• [YOUR OBJECTIVE]:
In the article below on the Senate drug-pricing investigation, condense the paragraph beginning "In a letter to Turing CEO Martin Shkreli" into a short bulleted list that keeps its main facts.

• [SUPPLIED TEXT]:
········

Nearly two months after hiking the price of a life-saving drug by 5,000 percent overnight, Turing Pharmaceuticals is being investigated by the U.S. Senate.
The Senate’s Special Committee on Aging is targeting Turing and three other drugmakers, Valeant Pharmaceuticals, Retrophin Inc. and Rodelis Therapeutics, for dramatic increases in certain prescription drugs.
In a letter to Turing CEO Martin Shkreli, the committee requested a face-to-face meeting with Shkreli, the former hedge fund manager turned drug company head. Shkreli has come under fire for acquiring the rights to Daraprim, a drug commonly used by HIV patients and pregnant women to treat toxoplasmosis, a potentially deadly parasitic infection, then hiking its price overnight from $13.50 per pill to $750 per pill.
The letter asks for the identity of “the Turing employee responsible for setting the price of Daraprim.”
Turing Pharmaceuticals released this statement regarding the investigation:
“[W]e look forward to having an open and honest dialogue about drug pricing. We’re proud of our patient assistance program which limits out-of-pocket costs for nearly all patients to $10 per prescription, with most receiving Daraprim for $1 or less. More than 60 percent of our revenues are going straight into research and development of new and improved therapies for a variety of indications.”
Meanwhile, Shkreli has dismissed the Senate committee investigation has nothing more than a poorly conducted attempt to gain political capital.
“The senators have their facts wrong,” Shkreli told CNBC. “They’re trying to make a tempest out of a teacup, and a mountain out of a molehill.”
Amid a public outcry over the massive Daraprim price hike, Shkreli agreed to make a modest decrease in the price of the drug by the end of the year, CNBC reports. There’s no word yet on just how much the decrease will be.
“I haven’t decided it to be 10 [percent] or 5 or 20 percent or anything yet, but it’ll be modest,” Shkreli said.
Escalating drug prices have been in the spotlight recently. With some drug price costs skyrocketing upward of 400 to 1,200 percent, people are taking notice.
“We need to get to the bottom of why we’re seeing huge spikes in drug prices that seemingly have no relationship to research and development costs,” said Sen. Claire McCaskill of Missouri, the ranking Democrat on the committee spearheading the drug price probe.
McCaskill added that some of the increases appear to be “little more than price gouging.”
The committee has a tentative hearing date of Dec. 9.

········

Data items
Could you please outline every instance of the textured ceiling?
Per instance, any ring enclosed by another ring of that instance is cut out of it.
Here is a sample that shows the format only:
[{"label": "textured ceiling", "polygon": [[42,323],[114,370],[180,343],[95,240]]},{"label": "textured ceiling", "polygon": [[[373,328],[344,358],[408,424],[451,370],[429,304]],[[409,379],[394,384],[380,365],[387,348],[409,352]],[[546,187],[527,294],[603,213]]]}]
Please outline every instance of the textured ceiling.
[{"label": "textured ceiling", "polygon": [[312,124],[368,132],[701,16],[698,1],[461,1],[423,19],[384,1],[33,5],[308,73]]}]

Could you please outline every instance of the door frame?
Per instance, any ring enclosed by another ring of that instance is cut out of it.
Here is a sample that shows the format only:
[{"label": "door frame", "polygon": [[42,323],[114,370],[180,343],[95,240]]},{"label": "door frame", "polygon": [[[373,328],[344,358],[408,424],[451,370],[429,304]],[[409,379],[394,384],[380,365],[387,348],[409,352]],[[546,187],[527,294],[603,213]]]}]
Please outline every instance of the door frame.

········

• [EXERCISE SOLUTION]:
- The committee sent a letter to Turing CEO Martin Shkreli asking to meet with him in person.
- Shkreli is a former hedge fund manager who became head of a drug company.
- He has been criticized for acquiring the rights to Daraprim, a drug commonly used by HIV patients and pregnant women to treat toxoplasmosis, a potentially deadly parasitic infection.
- He then raised its price overnight from $13.50 to $750 per pill.